§ **What you will do**
Write the line that includes "Could you please point to the yellow leaves" and all subsequent lines, exactly as written, and nothing more.

§ **Data shown**

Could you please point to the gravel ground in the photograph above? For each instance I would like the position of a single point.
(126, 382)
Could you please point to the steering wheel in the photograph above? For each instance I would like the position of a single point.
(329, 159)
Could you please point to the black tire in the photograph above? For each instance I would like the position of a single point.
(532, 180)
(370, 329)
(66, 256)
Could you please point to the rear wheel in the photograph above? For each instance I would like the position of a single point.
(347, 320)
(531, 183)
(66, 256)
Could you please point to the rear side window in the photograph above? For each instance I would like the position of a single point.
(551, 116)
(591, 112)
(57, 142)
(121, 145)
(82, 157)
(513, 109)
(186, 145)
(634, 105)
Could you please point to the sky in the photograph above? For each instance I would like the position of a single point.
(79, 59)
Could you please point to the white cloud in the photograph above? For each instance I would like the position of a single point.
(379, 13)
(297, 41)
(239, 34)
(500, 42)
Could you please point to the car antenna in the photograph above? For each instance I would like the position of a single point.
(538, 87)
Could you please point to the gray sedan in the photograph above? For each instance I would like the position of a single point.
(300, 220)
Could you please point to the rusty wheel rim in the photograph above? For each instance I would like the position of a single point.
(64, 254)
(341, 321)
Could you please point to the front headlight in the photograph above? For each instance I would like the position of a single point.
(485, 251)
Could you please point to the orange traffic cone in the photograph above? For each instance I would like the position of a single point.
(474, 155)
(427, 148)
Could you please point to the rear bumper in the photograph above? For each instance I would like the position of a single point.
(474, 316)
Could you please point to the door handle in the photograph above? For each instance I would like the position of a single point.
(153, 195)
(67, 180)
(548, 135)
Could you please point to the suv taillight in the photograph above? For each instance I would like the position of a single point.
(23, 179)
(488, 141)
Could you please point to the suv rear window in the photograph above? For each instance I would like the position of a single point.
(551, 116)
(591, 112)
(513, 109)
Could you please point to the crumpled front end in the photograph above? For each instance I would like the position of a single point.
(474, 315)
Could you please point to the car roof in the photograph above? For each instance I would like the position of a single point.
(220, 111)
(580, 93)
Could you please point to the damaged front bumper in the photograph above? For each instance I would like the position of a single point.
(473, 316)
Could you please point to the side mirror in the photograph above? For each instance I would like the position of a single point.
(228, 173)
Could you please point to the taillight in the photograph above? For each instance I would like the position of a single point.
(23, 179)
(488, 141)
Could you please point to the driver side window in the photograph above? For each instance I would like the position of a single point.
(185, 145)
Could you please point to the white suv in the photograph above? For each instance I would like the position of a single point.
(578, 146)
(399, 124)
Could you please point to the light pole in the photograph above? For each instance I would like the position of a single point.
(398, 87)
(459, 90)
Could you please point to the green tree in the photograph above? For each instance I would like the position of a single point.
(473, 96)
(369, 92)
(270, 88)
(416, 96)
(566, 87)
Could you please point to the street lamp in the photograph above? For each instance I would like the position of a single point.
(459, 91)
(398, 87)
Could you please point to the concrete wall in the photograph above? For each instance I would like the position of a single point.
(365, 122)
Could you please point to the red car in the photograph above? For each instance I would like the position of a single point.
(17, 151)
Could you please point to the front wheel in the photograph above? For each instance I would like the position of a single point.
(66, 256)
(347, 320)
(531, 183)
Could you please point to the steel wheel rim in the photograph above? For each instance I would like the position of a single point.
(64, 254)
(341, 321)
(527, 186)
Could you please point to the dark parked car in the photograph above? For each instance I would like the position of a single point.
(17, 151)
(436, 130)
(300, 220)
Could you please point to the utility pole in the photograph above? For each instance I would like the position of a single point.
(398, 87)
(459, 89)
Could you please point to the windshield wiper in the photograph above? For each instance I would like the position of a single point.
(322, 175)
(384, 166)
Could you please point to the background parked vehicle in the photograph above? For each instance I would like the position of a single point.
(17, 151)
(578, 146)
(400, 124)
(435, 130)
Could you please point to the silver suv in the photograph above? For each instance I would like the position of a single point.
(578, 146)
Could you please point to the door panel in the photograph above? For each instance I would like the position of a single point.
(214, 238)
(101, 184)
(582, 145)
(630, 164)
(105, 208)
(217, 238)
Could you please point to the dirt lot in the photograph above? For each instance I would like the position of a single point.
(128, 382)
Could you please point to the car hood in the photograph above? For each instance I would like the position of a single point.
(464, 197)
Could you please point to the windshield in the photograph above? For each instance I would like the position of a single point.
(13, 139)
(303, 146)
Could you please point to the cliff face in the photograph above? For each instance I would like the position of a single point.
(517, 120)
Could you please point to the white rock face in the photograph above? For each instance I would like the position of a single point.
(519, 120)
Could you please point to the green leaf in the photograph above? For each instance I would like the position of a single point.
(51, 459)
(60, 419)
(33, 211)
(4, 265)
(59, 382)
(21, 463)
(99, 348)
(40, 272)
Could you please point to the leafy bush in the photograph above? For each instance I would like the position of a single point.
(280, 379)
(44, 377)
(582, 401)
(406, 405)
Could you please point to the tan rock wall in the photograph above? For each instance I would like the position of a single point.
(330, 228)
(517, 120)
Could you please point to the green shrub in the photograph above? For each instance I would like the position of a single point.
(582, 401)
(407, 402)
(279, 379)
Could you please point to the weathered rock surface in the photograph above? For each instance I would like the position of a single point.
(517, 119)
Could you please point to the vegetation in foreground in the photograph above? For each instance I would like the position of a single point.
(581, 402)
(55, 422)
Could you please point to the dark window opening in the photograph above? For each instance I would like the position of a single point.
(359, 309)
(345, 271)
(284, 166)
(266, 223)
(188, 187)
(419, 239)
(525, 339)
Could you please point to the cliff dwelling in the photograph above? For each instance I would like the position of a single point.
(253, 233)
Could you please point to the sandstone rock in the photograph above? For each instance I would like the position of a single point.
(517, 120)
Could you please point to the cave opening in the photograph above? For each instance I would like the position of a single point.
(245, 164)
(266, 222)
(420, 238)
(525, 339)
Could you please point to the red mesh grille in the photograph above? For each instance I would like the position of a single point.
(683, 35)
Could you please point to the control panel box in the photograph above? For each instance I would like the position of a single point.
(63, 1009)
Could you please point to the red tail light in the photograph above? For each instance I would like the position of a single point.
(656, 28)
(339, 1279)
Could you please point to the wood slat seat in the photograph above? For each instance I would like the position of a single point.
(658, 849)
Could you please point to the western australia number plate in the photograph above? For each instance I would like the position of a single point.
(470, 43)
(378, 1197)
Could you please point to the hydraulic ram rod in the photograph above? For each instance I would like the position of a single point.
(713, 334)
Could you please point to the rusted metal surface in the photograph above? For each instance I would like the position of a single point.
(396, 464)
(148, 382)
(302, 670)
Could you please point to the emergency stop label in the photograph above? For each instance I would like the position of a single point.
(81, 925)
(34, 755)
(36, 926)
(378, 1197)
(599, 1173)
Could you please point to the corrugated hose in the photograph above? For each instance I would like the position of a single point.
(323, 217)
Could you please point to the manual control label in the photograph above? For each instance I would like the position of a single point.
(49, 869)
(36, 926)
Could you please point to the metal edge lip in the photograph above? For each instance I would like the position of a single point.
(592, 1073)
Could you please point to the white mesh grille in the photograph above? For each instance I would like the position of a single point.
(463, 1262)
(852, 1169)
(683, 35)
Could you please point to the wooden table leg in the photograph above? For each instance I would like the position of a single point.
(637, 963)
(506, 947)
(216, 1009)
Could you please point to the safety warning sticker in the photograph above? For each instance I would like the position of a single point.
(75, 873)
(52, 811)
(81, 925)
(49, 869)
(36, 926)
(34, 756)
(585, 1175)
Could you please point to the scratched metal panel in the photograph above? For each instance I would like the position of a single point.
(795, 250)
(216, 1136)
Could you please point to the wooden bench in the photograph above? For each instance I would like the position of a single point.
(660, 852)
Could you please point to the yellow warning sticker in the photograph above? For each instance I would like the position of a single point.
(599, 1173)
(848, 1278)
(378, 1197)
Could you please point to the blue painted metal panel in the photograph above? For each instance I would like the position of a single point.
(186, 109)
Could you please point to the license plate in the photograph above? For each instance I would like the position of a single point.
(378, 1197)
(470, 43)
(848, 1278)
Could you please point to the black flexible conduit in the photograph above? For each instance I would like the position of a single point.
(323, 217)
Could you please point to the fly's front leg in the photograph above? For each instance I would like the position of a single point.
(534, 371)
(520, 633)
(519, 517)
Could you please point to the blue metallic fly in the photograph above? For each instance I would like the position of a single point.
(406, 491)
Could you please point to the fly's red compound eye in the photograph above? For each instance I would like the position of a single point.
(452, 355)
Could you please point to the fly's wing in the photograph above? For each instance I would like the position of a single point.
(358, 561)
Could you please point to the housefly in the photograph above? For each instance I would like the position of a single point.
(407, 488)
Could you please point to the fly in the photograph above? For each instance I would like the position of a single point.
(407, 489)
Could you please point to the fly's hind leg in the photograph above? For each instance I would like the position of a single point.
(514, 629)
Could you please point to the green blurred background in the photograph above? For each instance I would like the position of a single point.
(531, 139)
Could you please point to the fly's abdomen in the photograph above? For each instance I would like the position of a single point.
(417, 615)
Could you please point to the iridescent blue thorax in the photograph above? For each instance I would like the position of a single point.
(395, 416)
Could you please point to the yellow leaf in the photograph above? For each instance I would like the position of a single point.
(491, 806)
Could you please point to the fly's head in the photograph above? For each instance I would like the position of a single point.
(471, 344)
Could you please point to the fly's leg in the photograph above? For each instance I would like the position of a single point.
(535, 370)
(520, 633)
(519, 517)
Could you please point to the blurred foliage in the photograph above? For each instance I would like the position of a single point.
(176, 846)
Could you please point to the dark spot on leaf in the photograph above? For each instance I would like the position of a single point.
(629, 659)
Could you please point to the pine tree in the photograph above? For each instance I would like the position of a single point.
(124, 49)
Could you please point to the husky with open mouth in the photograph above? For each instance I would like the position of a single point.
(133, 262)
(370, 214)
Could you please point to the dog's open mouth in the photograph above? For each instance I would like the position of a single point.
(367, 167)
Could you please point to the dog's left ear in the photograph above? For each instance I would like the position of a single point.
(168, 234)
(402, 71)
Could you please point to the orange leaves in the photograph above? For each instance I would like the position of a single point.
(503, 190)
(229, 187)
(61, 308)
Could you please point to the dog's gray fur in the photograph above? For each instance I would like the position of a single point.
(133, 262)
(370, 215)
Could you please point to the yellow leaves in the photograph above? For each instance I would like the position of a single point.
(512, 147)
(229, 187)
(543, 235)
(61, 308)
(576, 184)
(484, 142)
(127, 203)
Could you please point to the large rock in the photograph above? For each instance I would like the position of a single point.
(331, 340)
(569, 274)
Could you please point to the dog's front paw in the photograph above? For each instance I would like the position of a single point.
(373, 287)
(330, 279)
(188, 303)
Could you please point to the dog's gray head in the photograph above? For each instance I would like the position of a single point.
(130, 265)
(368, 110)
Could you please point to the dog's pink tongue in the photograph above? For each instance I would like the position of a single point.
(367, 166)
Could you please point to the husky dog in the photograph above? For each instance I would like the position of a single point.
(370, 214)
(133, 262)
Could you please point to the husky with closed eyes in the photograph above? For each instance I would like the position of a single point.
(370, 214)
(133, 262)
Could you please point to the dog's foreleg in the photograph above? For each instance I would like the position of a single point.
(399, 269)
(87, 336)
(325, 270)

§ **Exercise output**
Could you please point to the yellow leaves in the photograph above? For each instance I would like the position of a single point.
(512, 147)
(229, 187)
(543, 235)
(61, 308)
(576, 184)
(484, 142)
(127, 203)
Could you please point to the large rock in the photograph above? For each instance I would like the position of a single point.
(331, 340)
(569, 274)
Could you please point to the dog's front paw in the photograph above? For each instance I would like the position of a single point.
(373, 287)
(330, 279)
(188, 303)
Could you please point to the dog's gray head in the photograph above? For each instance I would like the position of a single point.
(130, 265)
(368, 110)
Could you please point to the dog's pink tongue in the photograph above? For each instance I would like the position of a single point.
(367, 166)
Could you please point to the husky dog in the photograph above? For each instance I would like the position of a single point.
(370, 214)
(133, 262)
Could you please point to the husky with closed eyes in the photograph above? For each instance I would like the position of a single point.
(370, 214)
(133, 262)
Could you please point to the dog's foreleg in the photograph above? For each instance I would like the position of a single point.
(399, 269)
(87, 336)
(325, 270)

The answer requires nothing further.